(Image-grounded pointing data)

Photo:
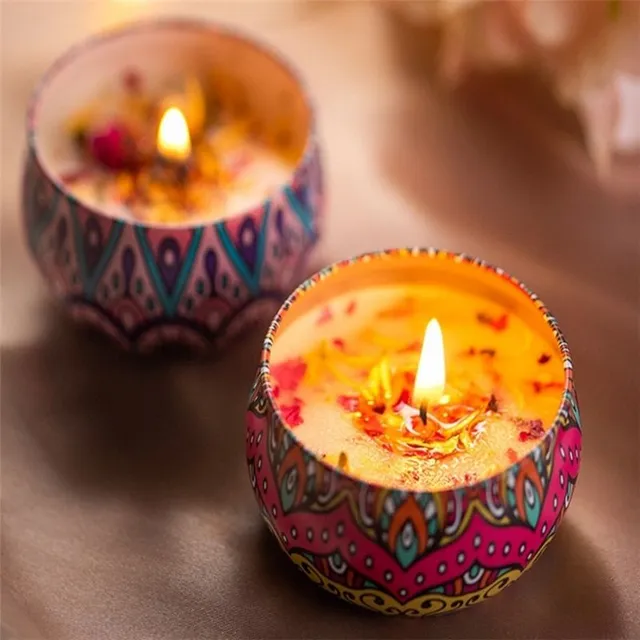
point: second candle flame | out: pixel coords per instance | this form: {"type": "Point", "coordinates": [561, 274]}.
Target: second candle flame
{"type": "Point", "coordinates": [174, 142]}
{"type": "Point", "coordinates": [430, 377]}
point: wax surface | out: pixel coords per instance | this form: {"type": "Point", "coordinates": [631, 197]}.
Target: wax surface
{"type": "Point", "coordinates": [258, 172]}
{"type": "Point", "coordinates": [485, 345]}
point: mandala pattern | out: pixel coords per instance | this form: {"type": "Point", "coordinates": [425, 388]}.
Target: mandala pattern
{"type": "Point", "coordinates": [197, 286]}
{"type": "Point", "coordinates": [402, 552]}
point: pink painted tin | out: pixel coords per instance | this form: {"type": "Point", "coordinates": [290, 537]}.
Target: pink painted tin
{"type": "Point", "coordinates": [192, 284]}
{"type": "Point", "coordinates": [353, 538]}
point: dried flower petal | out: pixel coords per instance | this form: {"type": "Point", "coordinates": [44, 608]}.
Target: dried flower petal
{"type": "Point", "coordinates": [291, 414]}
{"type": "Point", "coordinates": [325, 316]}
{"type": "Point", "coordinates": [497, 324]}
{"type": "Point", "coordinates": [539, 387]}
{"type": "Point", "coordinates": [289, 374]}
{"type": "Point", "coordinates": [113, 147]}
{"type": "Point", "coordinates": [349, 403]}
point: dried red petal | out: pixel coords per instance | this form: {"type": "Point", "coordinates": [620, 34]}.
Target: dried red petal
{"type": "Point", "coordinates": [539, 387]}
{"type": "Point", "coordinates": [113, 147]}
{"type": "Point", "coordinates": [498, 324]}
{"type": "Point", "coordinates": [349, 403]}
{"type": "Point", "coordinates": [411, 347]}
{"type": "Point", "coordinates": [132, 81]}
{"type": "Point", "coordinates": [501, 323]}
{"type": "Point", "coordinates": [373, 427]}
{"type": "Point", "coordinates": [291, 414]}
{"type": "Point", "coordinates": [404, 398]}
{"type": "Point", "coordinates": [289, 374]}
{"type": "Point", "coordinates": [534, 429]}
{"type": "Point", "coordinates": [73, 176]}
{"type": "Point", "coordinates": [325, 316]}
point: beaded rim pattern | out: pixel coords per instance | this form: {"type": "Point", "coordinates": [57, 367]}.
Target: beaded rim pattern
{"type": "Point", "coordinates": [433, 253]}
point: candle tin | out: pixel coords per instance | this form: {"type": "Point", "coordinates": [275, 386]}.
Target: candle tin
{"type": "Point", "coordinates": [404, 552]}
{"type": "Point", "coordinates": [198, 284]}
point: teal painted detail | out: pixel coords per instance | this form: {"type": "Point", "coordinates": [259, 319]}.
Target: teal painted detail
{"type": "Point", "coordinates": [288, 490]}
{"type": "Point", "coordinates": [474, 571]}
{"type": "Point", "coordinates": [576, 411]}
{"type": "Point", "coordinates": [40, 223]}
{"type": "Point", "coordinates": [90, 280]}
{"type": "Point", "coordinates": [169, 301]}
{"type": "Point", "coordinates": [533, 507]}
{"type": "Point", "coordinates": [407, 545]}
{"type": "Point", "coordinates": [252, 280]}
{"type": "Point", "coordinates": [304, 215]}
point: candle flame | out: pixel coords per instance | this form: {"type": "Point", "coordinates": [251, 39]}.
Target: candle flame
{"type": "Point", "coordinates": [174, 142]}
{"type": "Point", "coordinates": [430, 377]}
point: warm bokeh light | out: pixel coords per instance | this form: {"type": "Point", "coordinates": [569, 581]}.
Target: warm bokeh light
{"type": "Point", "coordinates": [430, 377]}
{"type": "Point", "coordinates": [174, 142]}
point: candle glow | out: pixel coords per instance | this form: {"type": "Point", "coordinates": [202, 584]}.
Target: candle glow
{"type": "Point", "coordinates": [174, 141]}
{"type": "Point", "coordinates": [430, 377]}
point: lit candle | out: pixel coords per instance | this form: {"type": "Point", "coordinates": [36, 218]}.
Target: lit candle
{"type": "Point", "coordinates": [166, 155]}
{"type": "Point", "coordinates": [365, 387]}
{"type": "Point", "coordinates": [173, 140]}
{"type": "Point", "coordinates": [430, 378]}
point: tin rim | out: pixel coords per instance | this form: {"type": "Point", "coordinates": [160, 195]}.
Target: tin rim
{"type": "Point", "coordinates": [264, 373]}
{"type": "Point", "coordinates": [131, 29]}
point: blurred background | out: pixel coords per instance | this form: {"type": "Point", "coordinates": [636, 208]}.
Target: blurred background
{"type": "Point", "coordinates": [420, 148]}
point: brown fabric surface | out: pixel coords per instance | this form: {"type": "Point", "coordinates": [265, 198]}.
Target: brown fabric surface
{"type": "Point", "coordinates": [127, 511]}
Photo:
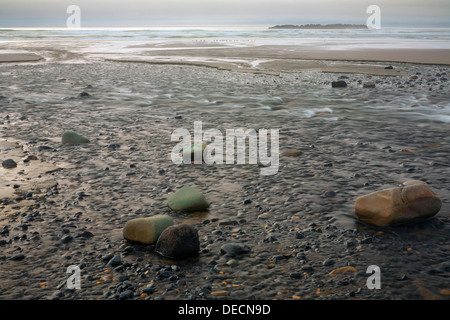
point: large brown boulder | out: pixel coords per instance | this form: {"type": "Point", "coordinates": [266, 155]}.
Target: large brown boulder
{"type": "Point", "coordinates": [178, 241]}
{"type": "Point", "coordinates": [414, 200]}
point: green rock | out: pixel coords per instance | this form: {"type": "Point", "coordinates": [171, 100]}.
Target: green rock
{"type": "Point", "coordinates": [70, 137]}
{"type": "Point", "coordinates": [195, 147]}
{"type": "Point", "coordinates": [146, 230]}
{"type": "Point", "coordinates": [187, 199]}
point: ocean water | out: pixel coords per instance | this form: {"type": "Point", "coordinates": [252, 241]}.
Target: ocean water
{"type": "Point", "coordinates": [253, 33]}
{"type": "Point", "coordinates": [427, 99]}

## YOUR ASSIGNMENT:
Look above for the line with "point: brown fabric" and the line with "point: ocean water". Copy them and every line between, exactly, but no pictures.

## OUTPUT FOR THIS TASK:
point: brown fabric surface | out: pixel coords per instance | this form: {"type": "Point", "coordinates": [265, 198]}.
Target: brown fabric surface
{"type": "Point", "coordinates": [127, 511]}
Photo:
point: large brown boulder | out: pixel coords per instance | this form: {"type": "Point", "coordinates": [266, 155]}.
Target: large brown boulder
{"type": "Point", "coordinates": [178, 241]}
{"type": "Point", "coordinates": [414, 200]}
point: green rock | out: pixel coords per instance | this form: {"type": "Point", "coordinates": [171, 100]}.
Target: green rock
{"type": "Point", "coordinates": [70, 137]}
{"type": "Point", "coordinates": [195, 147]}
{"type": "Point", "coordinates": [146, 230]}
{"type": "Point", "coordinates": [187, 199]}
point: ocean water | out: pixel coords per instance | this form: {"type": "Point", "coordinates": [252, 241]}.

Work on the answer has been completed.